*How to complete this task*
Set down a precise copy of the whole listing.
BEGIN
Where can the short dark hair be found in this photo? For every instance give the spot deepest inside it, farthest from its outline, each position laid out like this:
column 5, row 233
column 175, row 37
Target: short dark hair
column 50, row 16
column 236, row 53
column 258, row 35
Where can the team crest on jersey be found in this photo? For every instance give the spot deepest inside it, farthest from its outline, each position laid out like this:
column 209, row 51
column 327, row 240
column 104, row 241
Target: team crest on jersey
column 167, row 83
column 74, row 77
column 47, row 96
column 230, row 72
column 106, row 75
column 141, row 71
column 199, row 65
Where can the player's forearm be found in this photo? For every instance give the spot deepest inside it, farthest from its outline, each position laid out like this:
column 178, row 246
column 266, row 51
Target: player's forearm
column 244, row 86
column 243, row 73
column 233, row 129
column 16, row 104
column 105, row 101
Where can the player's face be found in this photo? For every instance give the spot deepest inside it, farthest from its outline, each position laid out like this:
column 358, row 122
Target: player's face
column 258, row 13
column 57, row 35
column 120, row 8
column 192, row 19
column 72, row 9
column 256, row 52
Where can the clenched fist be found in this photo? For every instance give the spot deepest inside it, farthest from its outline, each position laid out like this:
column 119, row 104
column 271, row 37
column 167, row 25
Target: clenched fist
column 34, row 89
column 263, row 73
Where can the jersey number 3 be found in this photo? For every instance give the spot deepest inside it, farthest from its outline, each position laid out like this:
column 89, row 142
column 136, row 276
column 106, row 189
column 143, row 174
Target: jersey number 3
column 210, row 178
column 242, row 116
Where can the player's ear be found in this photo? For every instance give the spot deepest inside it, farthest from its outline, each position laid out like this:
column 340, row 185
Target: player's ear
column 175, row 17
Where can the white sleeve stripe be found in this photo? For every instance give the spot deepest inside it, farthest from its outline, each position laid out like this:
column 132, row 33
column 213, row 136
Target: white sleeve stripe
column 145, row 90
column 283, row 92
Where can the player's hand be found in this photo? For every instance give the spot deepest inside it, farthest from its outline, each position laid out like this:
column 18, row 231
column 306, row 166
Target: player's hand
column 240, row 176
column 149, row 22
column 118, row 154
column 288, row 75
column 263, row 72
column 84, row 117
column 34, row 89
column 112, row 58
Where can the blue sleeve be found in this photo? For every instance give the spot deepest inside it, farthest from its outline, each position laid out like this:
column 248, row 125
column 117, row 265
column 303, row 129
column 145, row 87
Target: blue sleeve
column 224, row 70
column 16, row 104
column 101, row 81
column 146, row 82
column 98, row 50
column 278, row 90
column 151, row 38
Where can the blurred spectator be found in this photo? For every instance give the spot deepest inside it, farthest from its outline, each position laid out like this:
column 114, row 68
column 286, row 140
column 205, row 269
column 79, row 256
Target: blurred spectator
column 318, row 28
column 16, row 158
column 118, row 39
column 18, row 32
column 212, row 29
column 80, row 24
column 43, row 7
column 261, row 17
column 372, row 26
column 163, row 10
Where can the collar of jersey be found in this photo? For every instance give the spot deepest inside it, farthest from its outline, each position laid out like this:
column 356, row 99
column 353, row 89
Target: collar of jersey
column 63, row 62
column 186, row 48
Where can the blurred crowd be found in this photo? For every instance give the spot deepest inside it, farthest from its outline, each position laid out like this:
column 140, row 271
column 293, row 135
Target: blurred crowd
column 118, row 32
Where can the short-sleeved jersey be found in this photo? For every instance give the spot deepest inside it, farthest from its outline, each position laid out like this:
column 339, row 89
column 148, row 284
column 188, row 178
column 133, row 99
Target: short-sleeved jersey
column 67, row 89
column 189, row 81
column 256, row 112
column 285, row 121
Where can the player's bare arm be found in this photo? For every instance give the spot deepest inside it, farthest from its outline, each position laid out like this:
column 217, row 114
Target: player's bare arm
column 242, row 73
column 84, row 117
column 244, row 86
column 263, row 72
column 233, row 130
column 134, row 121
END
*The completed task*
Where can the short dark hair be found in this photo? For every instance give the spot deepest inside it, farthest from its outline, each position laid out like this:
column 5, row 233
column 175, row 37
Target: short dark hair
column 50, row 16
column 236, row 53
column 258, row 35
Where can the team crest on jersey be found in this photo? For every instance give the spot deepest inside it, farthest from its outline, each position laid out like this:
column 209, row 51
column 327, row 240
column 104, row 241
Target: team crest on jersey
column 167, row 83
column 74, row 77
column 47, row 96
column 230, row 72
column 106, row 75
column 141, row 71
column 199, row 65
Where can the player's forearm be found in this photo? For every instance give the spot deepest inside it, farthest from its outline, each position laid out like this:
column 178, row 246
column 266, row 51
Target: player's forearm
column 244, row 86
column 243, row 73
column 233, row 129
column 16, row 104
column 105, row 101
Where can the player's face be found in this photo? For every instance give the spot deepest inside it, farthest from its outline, each position laid out like this:
column 358, row 122
Target: player's face
column 258, row 13
column 57, row 35
column 120, row 8
column 192, row 19
column 72, row 9
column 256, row 52
Where can the clenched fist be found in this photo? For every instance give the spot deepest inside it, farthest from its outline, each position laid out like this:
column 119, row 104
column 271, row 37
column 167, row 25
Target: clenched fist
column 34, row 89
column 263, row 73
Where can the jersey number 3 be found in this photo? For every instance give the spot deepest inside it, farthest from its outline, each position laid out like this:
column 89, row 142
column 136, row 276
column 106, row 189
column 143, row 174
Target: jersey number 3
column 210, row 178
column 242, row 116
Where can the player's ear be found in this photo? For every instance give the spot deepest inside it, farthest from its outline, each position laid out like this:
column 340, row 185
Target: player's ear
column 175, row 17
Where can the white sleeve stripe be found in this photo? For every instance give the spot deepest inside it, farthest from its outline, each position laid out like this:
column 132, row 33
column 213, row 136
Target: white sleeve stripe
column 145, row 90
column 283, row 92
Where can the player's hand be found in this photo? For every instance give the spot deepest inside it, farthest from its outline, each position laid out like this:
column 18, row 231
column 306, row 166
Target: player's hand
column 240, row 176
column 149, row 22
column 118, row 154
column 288, row 75
column 263, row 72
column 84, row 117
column 34, row 89
column 112, row 58
Where can the blue sleeve be found in this photo? For every instance give the spot deepest inside it, farthest from its outline, each position laid out like this:
column 248, row 125
column 117, row 265
column 303, row 129
column 145, row 87
Target: blue sleeve
column 224, row 70
column 16, row 104
column 101, row 81
column 146, row 82
column 98, row 50
column 278, row 90
column 151, row 38
Where can the blurred spectator be found in this photo? For every instance give the spot deepest inside it, farthest from its outline, each position laid out like this:
column 114, row 68
column 286, row 140
column 205, row 269
column 79, row 256
Target: blurred spectator
column 318, row 28
column 16, row 158
column 118, row 39
column 18, row 32
column 212, row 29
column 80, row 24
column 43, row 7
column 261, row 17
column 372, row 26
column 163, row 10
Where can the collar of jersey be found in this photo? For every instance give the spot deepest inside it, farthest from its outline, each position laid out like this:
column 356, row 99
column 353, row 89
Target: collar of jersey
column 63, row 62
column 186, row 48
Where can the blurred crowd be found in this photo? For every instance give the spot deepest inside it, farthest from its outline, each position laid out like this:
column 140, row 271
column 293, row 135
Target: blurred crowd
column 118, row 32
Where can the short-sleeved jersey be found in this photo? For every instance give the spot deepest inside it, farthest from its outline, each position laid out like this:
column 339, row 89
column 148, row 284
column 188, row 178
column 133, row 99
Target: short-sleeved jersey
column 67, row 89
column 189, row 81
column 256, row 112
column 285, row 121
Where can the player's bare arm be found in this photo? For every instance give the spot deepest inside it, farthest from its outline, each position laid out like this:
column 217, row 114
Target: player's bare arm
column 242, row 73
column 84, row 117
column 244, row 86
column 263, row 72
column 233, row 130
column 134, row 121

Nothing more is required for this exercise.